*** Source ***

I will offer the concession up front that the Notre Dame offense may well be bad enough to make any defense look good, so don’t get me wrong with anything I’m about to say here… With that out of the way: North Carolina’s defense is, once again, terrible. About the best thing you can say about their D is that there’s a guy named Storm Duck on it. (Seriously, he’s a starting corner, and on the all-name team he’s right up there with Arkansas’s Bumper Pool.)

As GoldenIsThyFame recently mused in the writers’ room, “If we can’t move the ball on this team it’s just not gonna happen this year.” Despite playing, again, a short-handed (and bad) FCS team and a bad G5 team, the defense ranks 111th nationally in rush yards per game, 101st in yards per carry, 126th in passer rating (whee!), 111th in yards per attempt, 128th in passing touchdowns allowed, 113th in yards per play allowed, and, not surprisingly, 118th in scoring defense.

Given the loss of 2021 leading sacker Tomon Fox (the guy Kyren stiff-armed into the nether realm), nobody returning posted more than 4.0 sacks last season; junior defensive end Kaimon Rucker is their most disruptive player this season, with 4.0 TFLs (2.0 sacks) and a forced fumble. Junior linebacker Cedric Gray led the team in tackles last season and leads again so far this year, with one interception to his credit as well. Sophomore Power Echols has been a steady presence in the early part of this year too. The secondary is led, inasmuch as you can say that for a unit that’s such a liability, by safety DeAndre Boykins, who is a steadying presence but, well, not much else. Former five-star Tony Grimes starts at one corner spot; the junior has been solid if unspectacular, logging a forced fumble and three passes broken up in the early going this year. Redshirt junior Duck starts at the other corner spot; he has a pick and is fourth on the team in tackles.

*** Information shown ***

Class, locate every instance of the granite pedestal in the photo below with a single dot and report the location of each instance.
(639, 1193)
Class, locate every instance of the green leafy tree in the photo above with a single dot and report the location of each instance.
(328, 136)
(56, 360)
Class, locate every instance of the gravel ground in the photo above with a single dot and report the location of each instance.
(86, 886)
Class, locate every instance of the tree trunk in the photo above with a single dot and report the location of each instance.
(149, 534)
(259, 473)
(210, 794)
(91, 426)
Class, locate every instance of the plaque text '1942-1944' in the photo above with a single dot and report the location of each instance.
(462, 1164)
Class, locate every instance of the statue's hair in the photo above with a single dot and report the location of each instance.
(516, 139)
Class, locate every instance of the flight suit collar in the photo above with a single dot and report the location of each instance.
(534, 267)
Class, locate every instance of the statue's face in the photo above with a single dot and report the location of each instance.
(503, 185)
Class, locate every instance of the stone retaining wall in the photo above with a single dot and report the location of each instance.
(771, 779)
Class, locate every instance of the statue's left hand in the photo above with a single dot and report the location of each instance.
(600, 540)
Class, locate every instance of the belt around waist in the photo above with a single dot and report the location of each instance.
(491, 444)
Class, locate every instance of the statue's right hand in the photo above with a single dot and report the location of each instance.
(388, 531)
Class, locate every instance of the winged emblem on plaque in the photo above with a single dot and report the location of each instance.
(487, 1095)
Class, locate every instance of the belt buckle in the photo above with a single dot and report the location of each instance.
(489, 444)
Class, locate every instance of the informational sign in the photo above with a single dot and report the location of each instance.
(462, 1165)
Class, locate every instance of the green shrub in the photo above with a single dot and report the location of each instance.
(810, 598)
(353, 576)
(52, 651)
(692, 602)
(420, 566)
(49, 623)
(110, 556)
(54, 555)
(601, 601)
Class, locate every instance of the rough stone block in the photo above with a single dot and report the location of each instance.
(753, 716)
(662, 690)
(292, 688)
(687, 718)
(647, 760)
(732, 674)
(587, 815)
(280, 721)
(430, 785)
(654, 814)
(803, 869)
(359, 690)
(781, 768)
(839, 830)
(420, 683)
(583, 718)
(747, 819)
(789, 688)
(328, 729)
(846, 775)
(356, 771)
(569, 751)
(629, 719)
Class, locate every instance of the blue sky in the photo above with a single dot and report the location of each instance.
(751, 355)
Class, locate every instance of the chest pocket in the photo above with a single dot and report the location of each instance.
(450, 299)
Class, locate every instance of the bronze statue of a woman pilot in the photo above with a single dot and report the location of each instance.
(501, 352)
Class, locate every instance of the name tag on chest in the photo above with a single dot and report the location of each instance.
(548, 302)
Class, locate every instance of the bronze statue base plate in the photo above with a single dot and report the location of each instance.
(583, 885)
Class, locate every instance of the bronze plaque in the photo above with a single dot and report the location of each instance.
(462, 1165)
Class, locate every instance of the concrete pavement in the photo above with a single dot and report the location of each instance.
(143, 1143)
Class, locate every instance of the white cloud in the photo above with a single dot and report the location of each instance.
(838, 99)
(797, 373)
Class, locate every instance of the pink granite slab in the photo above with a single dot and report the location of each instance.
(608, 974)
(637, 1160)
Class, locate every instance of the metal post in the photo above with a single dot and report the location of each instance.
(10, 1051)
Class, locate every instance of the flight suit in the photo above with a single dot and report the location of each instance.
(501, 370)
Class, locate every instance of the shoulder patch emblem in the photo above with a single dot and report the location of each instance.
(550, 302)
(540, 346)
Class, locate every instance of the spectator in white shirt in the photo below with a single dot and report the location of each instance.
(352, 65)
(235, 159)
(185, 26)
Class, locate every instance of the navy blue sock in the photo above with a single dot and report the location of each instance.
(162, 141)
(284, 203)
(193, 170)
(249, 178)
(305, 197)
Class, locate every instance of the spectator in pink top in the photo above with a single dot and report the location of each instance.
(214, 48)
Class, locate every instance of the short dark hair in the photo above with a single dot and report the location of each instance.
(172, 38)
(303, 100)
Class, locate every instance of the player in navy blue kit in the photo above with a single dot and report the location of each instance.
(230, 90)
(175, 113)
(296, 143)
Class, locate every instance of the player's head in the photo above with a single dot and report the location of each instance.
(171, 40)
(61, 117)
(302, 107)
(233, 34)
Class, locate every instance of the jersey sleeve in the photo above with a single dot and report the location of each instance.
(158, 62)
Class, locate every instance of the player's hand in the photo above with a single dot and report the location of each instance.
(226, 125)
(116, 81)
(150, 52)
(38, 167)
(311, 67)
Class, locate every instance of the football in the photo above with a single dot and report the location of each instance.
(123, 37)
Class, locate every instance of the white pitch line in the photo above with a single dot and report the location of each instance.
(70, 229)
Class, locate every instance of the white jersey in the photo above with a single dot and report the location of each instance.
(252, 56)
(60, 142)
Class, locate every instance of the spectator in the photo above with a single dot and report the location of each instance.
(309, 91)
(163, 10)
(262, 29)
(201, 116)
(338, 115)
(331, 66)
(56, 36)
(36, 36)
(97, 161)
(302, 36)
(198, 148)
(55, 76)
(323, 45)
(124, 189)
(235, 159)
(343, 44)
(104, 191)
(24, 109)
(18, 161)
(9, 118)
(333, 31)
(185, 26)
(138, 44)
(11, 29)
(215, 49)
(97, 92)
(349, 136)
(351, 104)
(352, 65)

***

[Job]:
Answer these from the North Carolina defense text:
(a) Where does North Carolina's defense rank nationally in scoring defense?
(b) Who was North Carolina's leading sacker in 2021?
(c) How many tackles for loss does Kaimon Rucker have this season?

[Full output]:
(a) 118th
(b) Tomon Fox
(c) 4.0